*Text block*.
◆ ◆ ◆ ◆
VCT/AP uses its website, American Patrol Report, and self-produced videos like “Treachery and Treason in America” and “Conquest of Aztlán” to vilify Mexicans, deride so-called fifth-column Latinos, and rant about the allegedly long-planned Mexican invasion of the American Southwest. On the site, Spencer attacked Mario Obledo, a leading Latino activist and recent recipient of the Presidential Medal of Freedom, as “Pinche [a slang Spanish term often translated as “worthless” or “fucking”] Cockroach and 1998 Asshole of the Year.” A cartoon character was depicted urinating on Obledo’s picture. (Bizarrely, Spencer later denied to reporters that the site had ever carried such a caricature.) Spencer posts material on his site from such men as H. Millard, an infamous columnist for the racist Council of Conservative Citizens who once bemoaned the “slimy brown mass of glop” that immigration and interracial families were making of the U.S. population.

VCT/AP’s videos push racist, anti-Latino conspiracy theories. Its video, “Immigration: Threatening the Bonds of Our Union,” which was sent to every member of Congress, purports to prove that the Mexican government and Mexican-Americans are conspiring to take over the American Southwest and create the nation of Aztlán. “Some scoff at the idea of a Mexican plan of conquest,” says the video (which also features a scuffle between VCT and anti-racist activists). The video then proceeds with an assortment of sound bites from Latino activists and Mexican officials — including references to “la reconquista” — that “prove” that there is a Mexican plot to break the Southwestern states away. A “hostile force on our border,” the narrator warns in grim tones, is engaging in “demographic war” against the United States. “Mexico is moving to capture the American Southwest.”
◆ ◆ ◆ ◆
*Records*.

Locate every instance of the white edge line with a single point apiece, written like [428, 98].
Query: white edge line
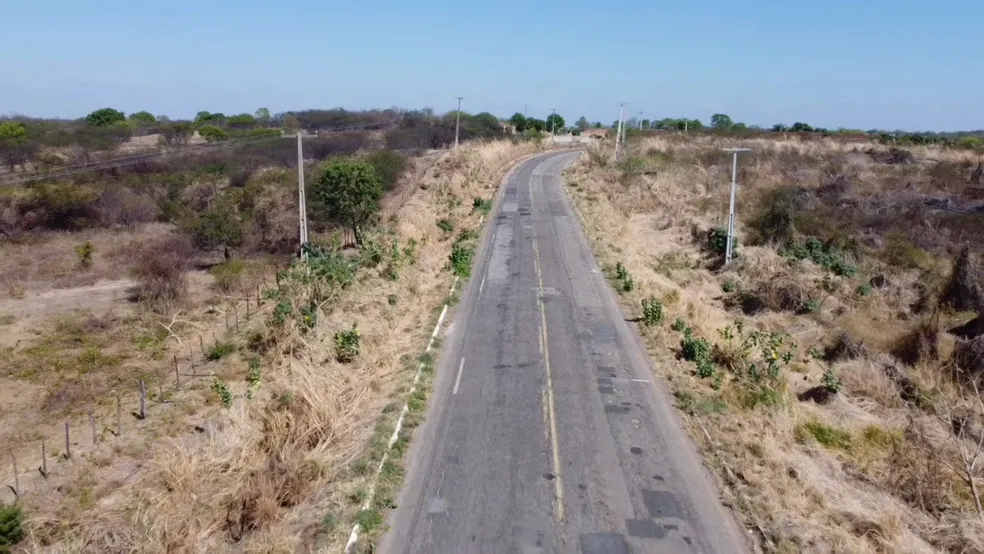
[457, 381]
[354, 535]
◆ ◆ ◆ ◆
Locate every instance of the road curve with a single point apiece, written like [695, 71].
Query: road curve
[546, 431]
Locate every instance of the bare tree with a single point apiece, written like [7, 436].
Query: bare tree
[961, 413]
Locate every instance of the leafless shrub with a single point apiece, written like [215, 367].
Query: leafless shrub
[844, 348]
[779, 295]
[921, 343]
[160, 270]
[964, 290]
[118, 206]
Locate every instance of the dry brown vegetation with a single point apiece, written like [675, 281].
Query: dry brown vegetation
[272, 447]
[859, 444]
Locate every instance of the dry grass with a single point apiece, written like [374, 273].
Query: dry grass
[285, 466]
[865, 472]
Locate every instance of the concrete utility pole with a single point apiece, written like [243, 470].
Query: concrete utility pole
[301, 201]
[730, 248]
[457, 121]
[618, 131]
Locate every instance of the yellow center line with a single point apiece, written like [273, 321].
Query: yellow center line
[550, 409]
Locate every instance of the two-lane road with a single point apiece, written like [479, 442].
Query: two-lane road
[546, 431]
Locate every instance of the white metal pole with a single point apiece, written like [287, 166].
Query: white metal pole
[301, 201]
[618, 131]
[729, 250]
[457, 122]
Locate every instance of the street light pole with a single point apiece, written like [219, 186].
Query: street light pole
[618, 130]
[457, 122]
◆ ◆ ◆ ◆
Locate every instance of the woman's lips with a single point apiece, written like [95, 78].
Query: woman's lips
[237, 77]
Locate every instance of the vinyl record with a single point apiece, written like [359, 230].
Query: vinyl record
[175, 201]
◆ ◆ ◆ ◆
*What you need to do*.
(a) Summarize the passage on VCT/AP in two sentences.
(b) Please answer these questions from the passage on VCT/AP, one line each.
(i) What is the name of VCT/AP's website?
(ii) H. Millard was a columnist for which organization?
(iii) To whom was the video "Immigration: Threatening the Bonds of Our Union" sent?
(c) Pick up the passage on VCT/AP after its final sentence and keep writing it.

*Answers by task*.
(a) VCT/AP uses its website, American Patrol Report, and self-produced videos to vilify Mexicans and rant about an allegedly long-planned Mexican invasion of the American Southwest, and on the site Spencer attacked Latino activist Mario Obledo and posts material from men such as H. Millard. Its video "Immigration: Threatening the Bonds of Our Union," sent to every member of Congress, uses sound bites from Latino activists and Mexican officials to claim a Mexican plot to take over the Southwest and create the nation of Aztlán.

(b)
(i) American Patrol Report
(ii) The Council of Conservative Citizens
(iii) Every member of Congress

(c)
Under the banner of America Patrol, Spencer also ran a weekly radio show that aired in several cities in the late 1990s. On it, he hosted a series of extremist guests, including Kevin MacDonald, a California professor who accuses Jews of pursuing an immigration policy specifically intended to dilute and weaken the white population of America.

Thanks to groups like VCT/AP, variations of the Aztlán conspiracy theory are now widespread on the American radical right and in the much larger nativist movement. Columnists like Sam Francis, the late editor of the Council of Conservative Citizens’ Citizen Informer, have spread the theory throughout the radical right. And MSNBC news commentator and close Francis friend Pat Buchanan, a white nationalist, has helped to more widely publicize variations of the theory, as have other “mainstream” commentators like CNN’s Lou Dobbs.

In 2002, Spencer abandoned California for Cochise County, Ariz., joining several other anti-immigrant activists including Minuteman co-founder Chris Simcox, who have relocated to the southern border. (In a 2003 essay, “White Fight or Flight,” Spencer suggested that white people “should get out of California — now, before it is too late to salvage the equity they have in their homes and the value of their businesses.”) Setting up operations in the Pueblo del Sol subdivision in Sierra Vista, Ariz., Spencer created American Border Patrol (ABP), a private organization that would serve as a “shadow Border Patrol.” (Although it has its own website, ABP is essentially an Arizona extension of his California group, VCT/AP.) Using high-tech sensors, infrared video-cameras mounted on model airplanes, and “citizens” roaming the often mountainous terrain on ATVs, Spencer’s operation was designed to embarrass the federal government into fully militarizing the border by capturing images of undocumented workers on film and uploading them to the American Border Patrol website for all to see.